* _PASSAGE_:
-- begin --

In Unigine’s Valley Benchmark 1.0 things look a little different. Here the R9 390’s are about 10 FPS faster. The RX 480’ is still significantly faster than the R9 380.
Catzilla is a new test for me, but like 3DMark I like that it gives us a chance to test at three popular resolutions. Here the RX 480 came in extremely close to the GTX 780. When compared to the R9 380 the R9 380 you can start to see just how much of an improvement the RX 480 is, though.
The last test was using the SteamVR test to see just how well the RX 480 will perform with VR. This one had me especially curious because when the RX 480 was announced they pushed that it would be bringing VR performance to a price point that people could afford. After running this test we can confirm that the RX 480 does fall into the VR Ready category.
So synthetic benchmarks are well and good, but as I’ve always said at the end of the day it’s all about the in-game performance. That’s why we build badass computers right? So the most of my testing with the RX 480 8GB was spent testing its performance in game. In fact, in addition to retesting more cards on the new test bench to recover those results, I also continued to work on expanding and tweaking our test suite. I dropped Grid Autosport due to performance issues across all of the AMD cards. I also added in the new Hitman in both DX11 and DX 12. In addition to that, I also added Ashes of the Singularity in DX12 and retested the cards I added during the GTX 1080 and GTX 1070 reviews.

-- end --

* _STORED DATA_:
-- begin --

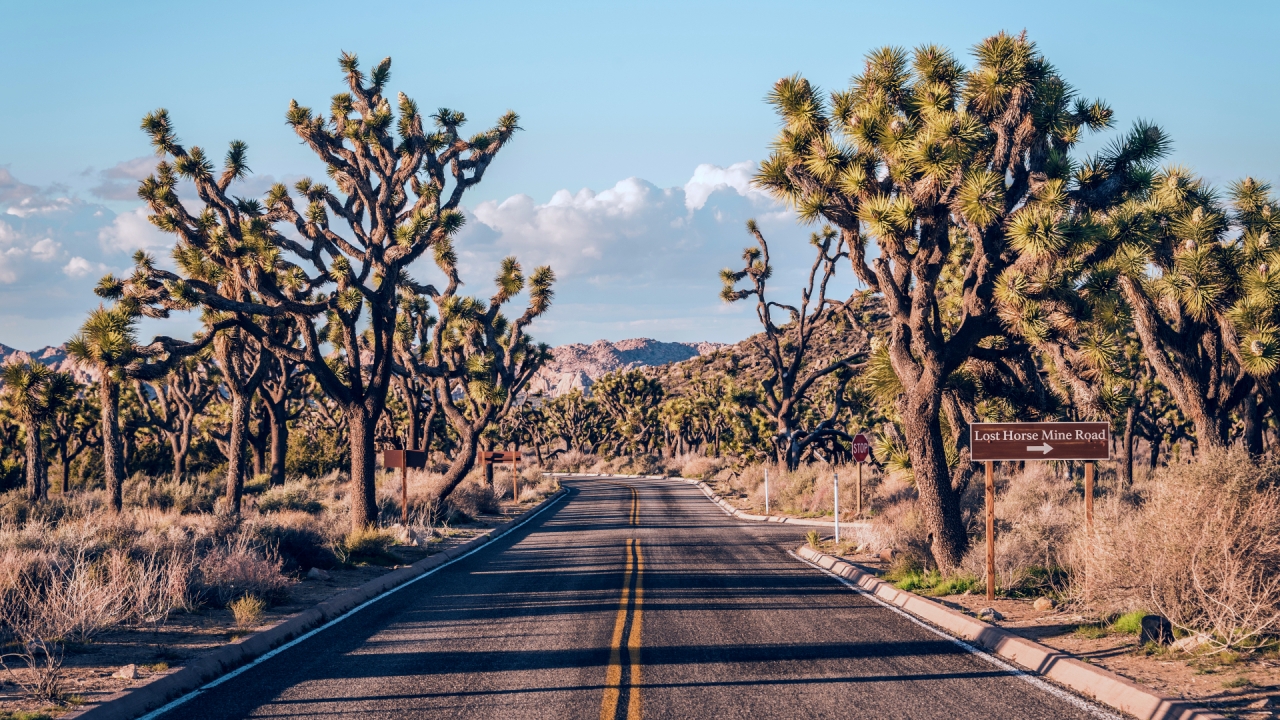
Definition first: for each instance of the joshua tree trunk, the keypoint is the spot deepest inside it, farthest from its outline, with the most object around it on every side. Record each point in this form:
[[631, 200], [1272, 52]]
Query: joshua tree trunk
[[1252, 434], [364, 501], [37, 473], [113, 454], [279, 419], [236, 452], [1130, 419], [179, 455], [940, 504], [63, 470]]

-- end --

* _REQUIRED TASK 1_: In the graphics card review above, begin at the words "In Unigine’s Valley" and stop after "480 is, though.". Give that part again with "GTX 780" switched to "GTX 970".
* _REQUIRED TASK 2_:
Answer these from the graphics card review:
(a) In Valley Benchmark 1.0, about how much faster are the R9 390s?
(b) Which category does the SteamVR test confirm the RX 480 falls into?
(c) Which game was dropped from the test suite, and for what reason?

* _WRITTEN RESPONSE 1_:
In Unigine’s Valley Benchmark 1.0 things look a little different. Here the R9 390’s are about 10 FPS faster. The RX 480’ is still significantly faster than the R9 380.
Catzilla is a new test for me, but like 3DMark I like that it gives us a chance to test at three popular resolutions. Here the RX 480 came in extremely close to the GTX 970. When compared to the R9 380 the R9 380 you can start to see just how much of an improvement the RX 480 is, though.

* _WRITTEN RESPONSE 2_:
(a) About 10 FPS faster.
(b) The VR Ready category.
(c) Grid Autosport, due to performance issues across all of the AMD cards.